Set task.
Put every line of the items below into a Markdown table with the columns Row and Line, omitting blank lines. Leave the pictures out of the table.

Data in this exercise.
------------------------------------------------------------------------
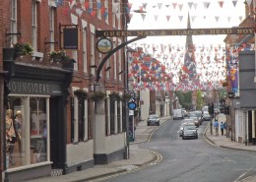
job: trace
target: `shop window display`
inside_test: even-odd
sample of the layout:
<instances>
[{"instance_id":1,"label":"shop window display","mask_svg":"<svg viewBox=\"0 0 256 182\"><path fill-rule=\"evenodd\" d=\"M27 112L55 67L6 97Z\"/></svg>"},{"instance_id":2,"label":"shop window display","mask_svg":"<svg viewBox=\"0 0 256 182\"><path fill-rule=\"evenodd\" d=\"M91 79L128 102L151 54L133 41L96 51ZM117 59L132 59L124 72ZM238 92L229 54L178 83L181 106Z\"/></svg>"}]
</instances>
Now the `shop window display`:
------------------------------------------------------------------------
Output for this exercise.
| Row | Line |
|---|---|
| 1 | job: trace |
| 2 | target: `shop window display` |
| 3 | inside_test: even-odd |
| 4 | sample of the layout: |
| 5 | <instances> |
| 6 | [{"instance_id":1,"label":"shop window display","mask_svg":"<svg viewBox=\"0 0 256 182\"><path fill-rule=\"evenodd\" d=\"M27 112L55 67L6 97Z\"/></svg>"},{"instance_id":2,"label":"shop window display","mask_svg":"<svg viewBox=\"0 0 256 182\"><path fill-rule=\"evenodd\" d=\"M91 79L128 102L151 54L133 41L96 51ZM117 59L132 59L124 72ZM238 92L229 54L178 83L181 106Z\"/></svg>"}] |
| 7 | </instances> |
| 8 | Now the `shop window display`: |